DOCUMENT SECTION:
--
Clock House station was opened in June 1890.

In 1898 the South Eastern Railway and its bitter rivals the London Chatham and Dover Railway agreed to work as one railway company under the name of the South Eastern and Chatham Railway and thus the stations became an SECR stations.

The original Lower Sydenham station was closed and moved half a mile south in 1906 in an attempt to develop a new area for housing.

On 14 June 1913 members of the Suffragettes movement planted a bomb which was discovered in the ladies waiting room at Eden Park railway station. The clockwork mechanism had stopped working and so it didn't go off. This event followed the death of Emily Wilding Davison six days earlier after her attempt to stop the King's horse at The Derby.

===Southern Railway 1923–1947===
Following the Railways Act 1921 (also known as the Grouping Act), the Mid-Kent line came under the control of the Southern Railway. The line was electrified with other SECR suburban routes in 1926.
--
EXERCISE INSTRUCTIONS:
A - Using the Mid-Kent line history above, mark each statement yes or no and quote the words from it that settle the point. (i) Clock House station opened in June 1890. (ii) The bomb found at Eden Park railway station exploded. (iii) The line was electrified in 1923.
B - Write the next part of the Mid-Kent line history, starting after its last sentence.

INFORMATION GIVEN:
--
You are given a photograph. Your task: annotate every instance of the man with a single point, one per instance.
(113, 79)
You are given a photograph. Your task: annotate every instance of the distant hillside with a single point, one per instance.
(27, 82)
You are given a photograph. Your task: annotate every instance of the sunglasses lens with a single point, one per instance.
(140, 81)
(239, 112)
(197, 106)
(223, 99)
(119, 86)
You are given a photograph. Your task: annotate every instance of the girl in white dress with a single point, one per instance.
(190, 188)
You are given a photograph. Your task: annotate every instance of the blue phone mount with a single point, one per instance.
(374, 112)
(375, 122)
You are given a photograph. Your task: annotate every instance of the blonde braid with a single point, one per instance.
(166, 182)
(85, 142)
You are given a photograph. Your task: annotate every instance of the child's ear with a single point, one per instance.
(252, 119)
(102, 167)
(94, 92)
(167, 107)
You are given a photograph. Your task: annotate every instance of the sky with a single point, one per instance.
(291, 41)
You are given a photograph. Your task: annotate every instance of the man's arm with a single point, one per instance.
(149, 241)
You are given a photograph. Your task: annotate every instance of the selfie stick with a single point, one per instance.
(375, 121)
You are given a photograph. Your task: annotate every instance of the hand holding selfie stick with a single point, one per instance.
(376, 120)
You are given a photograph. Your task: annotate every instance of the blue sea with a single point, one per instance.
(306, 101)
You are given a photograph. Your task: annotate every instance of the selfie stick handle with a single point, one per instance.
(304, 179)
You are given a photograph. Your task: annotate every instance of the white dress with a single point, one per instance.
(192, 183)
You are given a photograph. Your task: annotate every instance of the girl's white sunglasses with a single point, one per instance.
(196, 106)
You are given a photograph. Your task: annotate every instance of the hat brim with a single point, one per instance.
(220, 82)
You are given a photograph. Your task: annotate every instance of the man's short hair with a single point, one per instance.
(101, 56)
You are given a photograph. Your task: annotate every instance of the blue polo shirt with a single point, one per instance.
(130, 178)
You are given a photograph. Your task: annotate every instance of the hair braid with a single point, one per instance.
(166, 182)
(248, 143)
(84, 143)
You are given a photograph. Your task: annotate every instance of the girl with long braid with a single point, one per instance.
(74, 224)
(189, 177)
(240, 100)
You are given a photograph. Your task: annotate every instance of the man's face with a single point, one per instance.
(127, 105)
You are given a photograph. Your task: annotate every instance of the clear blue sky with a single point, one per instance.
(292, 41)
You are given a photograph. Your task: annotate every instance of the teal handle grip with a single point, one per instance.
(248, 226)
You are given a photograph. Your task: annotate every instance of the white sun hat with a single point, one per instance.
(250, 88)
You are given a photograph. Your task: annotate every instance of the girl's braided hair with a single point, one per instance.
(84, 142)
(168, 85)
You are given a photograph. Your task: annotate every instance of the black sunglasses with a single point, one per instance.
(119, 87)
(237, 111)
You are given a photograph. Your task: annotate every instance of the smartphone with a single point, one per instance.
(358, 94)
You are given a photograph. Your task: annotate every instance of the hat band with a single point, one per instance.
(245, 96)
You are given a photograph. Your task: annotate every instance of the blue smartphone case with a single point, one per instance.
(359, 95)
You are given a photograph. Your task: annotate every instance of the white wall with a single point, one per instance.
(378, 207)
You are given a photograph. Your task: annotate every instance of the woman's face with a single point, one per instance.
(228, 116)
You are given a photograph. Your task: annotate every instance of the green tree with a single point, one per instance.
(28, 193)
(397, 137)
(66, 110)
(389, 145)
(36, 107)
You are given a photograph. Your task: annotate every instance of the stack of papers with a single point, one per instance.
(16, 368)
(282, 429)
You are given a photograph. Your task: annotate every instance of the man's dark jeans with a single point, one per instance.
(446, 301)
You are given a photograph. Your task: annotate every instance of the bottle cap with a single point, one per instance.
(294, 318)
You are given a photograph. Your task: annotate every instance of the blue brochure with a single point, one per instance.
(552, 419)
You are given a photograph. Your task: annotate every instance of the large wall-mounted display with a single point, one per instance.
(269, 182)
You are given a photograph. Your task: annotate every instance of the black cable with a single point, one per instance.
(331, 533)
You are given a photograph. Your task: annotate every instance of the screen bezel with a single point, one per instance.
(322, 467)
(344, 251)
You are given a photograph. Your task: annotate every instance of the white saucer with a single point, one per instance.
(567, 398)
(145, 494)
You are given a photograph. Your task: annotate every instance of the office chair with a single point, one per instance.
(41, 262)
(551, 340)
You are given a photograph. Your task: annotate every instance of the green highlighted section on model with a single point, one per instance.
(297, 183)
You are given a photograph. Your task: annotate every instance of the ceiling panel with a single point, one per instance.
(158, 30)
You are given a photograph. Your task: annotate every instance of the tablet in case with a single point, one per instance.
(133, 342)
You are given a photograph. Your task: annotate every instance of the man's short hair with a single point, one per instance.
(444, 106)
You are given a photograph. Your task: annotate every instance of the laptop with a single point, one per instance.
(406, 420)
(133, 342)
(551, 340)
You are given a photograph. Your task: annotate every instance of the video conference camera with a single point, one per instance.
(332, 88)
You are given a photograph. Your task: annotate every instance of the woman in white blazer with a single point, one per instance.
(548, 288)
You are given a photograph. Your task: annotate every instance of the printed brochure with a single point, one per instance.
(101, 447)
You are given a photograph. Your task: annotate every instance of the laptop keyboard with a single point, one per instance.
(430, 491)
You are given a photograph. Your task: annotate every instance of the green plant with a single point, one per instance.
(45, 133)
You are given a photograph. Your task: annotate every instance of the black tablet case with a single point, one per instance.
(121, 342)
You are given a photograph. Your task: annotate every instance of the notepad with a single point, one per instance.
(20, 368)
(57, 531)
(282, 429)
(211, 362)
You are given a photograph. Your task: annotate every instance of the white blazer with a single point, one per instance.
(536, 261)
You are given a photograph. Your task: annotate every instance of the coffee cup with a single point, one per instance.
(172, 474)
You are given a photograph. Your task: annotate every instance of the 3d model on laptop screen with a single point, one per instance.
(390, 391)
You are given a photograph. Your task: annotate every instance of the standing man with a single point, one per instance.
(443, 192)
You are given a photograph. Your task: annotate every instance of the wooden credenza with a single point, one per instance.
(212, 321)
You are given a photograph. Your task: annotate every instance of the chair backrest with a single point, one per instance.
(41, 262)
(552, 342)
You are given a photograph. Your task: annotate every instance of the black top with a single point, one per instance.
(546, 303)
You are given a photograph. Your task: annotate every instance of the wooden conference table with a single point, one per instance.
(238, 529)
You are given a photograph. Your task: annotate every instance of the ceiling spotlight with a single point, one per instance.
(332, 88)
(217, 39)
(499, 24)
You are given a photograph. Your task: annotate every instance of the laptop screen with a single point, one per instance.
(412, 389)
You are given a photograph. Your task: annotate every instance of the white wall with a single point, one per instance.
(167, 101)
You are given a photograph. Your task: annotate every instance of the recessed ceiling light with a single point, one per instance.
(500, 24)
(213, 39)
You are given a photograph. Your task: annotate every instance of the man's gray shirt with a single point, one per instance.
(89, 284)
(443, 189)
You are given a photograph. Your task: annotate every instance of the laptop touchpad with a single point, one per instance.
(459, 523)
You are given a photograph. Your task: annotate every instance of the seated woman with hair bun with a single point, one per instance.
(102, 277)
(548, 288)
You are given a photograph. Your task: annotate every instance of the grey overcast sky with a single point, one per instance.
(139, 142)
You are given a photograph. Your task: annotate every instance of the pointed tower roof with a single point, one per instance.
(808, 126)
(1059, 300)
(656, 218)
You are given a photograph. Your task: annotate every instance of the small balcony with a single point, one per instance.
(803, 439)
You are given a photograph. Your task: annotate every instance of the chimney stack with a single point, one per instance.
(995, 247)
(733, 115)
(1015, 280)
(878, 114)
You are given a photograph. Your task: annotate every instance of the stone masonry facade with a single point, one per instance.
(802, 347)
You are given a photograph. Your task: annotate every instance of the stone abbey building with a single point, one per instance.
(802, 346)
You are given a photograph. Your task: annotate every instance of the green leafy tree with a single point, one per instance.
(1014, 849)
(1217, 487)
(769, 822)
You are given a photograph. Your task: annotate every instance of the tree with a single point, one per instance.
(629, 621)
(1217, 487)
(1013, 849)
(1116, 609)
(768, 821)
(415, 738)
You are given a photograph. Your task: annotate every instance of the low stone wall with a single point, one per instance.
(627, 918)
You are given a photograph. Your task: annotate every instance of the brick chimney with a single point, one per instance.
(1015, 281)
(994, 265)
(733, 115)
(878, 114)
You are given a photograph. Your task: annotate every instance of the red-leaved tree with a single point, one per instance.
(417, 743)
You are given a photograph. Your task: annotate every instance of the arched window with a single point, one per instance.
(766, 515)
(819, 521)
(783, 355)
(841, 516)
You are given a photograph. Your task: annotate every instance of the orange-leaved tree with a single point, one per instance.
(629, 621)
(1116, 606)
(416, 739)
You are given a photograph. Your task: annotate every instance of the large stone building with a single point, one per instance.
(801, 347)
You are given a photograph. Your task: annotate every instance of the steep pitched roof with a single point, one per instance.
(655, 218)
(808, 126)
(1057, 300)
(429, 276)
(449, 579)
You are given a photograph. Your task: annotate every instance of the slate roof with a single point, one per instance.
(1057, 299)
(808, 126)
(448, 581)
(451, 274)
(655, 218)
--
RESPONSES PER TASK:
A -
(i) Yes: "Clock House station was opened in June 1890."
(ii) No: "The clockwork mechanism had stopped working and so it didn't go off."
(iii) No: "The line was electrified with other SECR suburban routes in 1926."

B -
Hayes, West Wickham and Elmers End stations were all damaged by enemy bombs during the Second World War, in 1940.

===British Railways 1948–1994===
After World War II and following nationalisation on 1 January 1948, the line became part of British Railways Southern Region.

In 1956 platform lengths were extended to accommodate 10-car trains.

During the 1960s the local goods yards at Catford Bridge, Lower Sydenham, Clock House, Elmers End, West Wickham and Hayes all closed as did the gas works internal railway at Lower Sydenham.

Colour light signalling was introduced south of Ladywell (as far as New Beckenham) on 4 April 1971. The line was fully converted to colour light operation in September 1975 under the control of London Bridge Signalling Centre. The old mechanical signal boxes closed at this time.

Upon sectorisation in 1982, the line came under the control of the London & South East sector, which was renamed Network SouthEast in 1986.

Goods services were withdrawn in 1964 with the exception of Beckenham Junction which survived until 1982.

During the planning of the London Underground Fleet line, now the Jubilee line, it was suggested that the Mid-Kent line be taken over. However a more northerly alignment was instead taken. The section from Elmers End to Addiscombe was closed in 1997 and taken over by Tramlink operations.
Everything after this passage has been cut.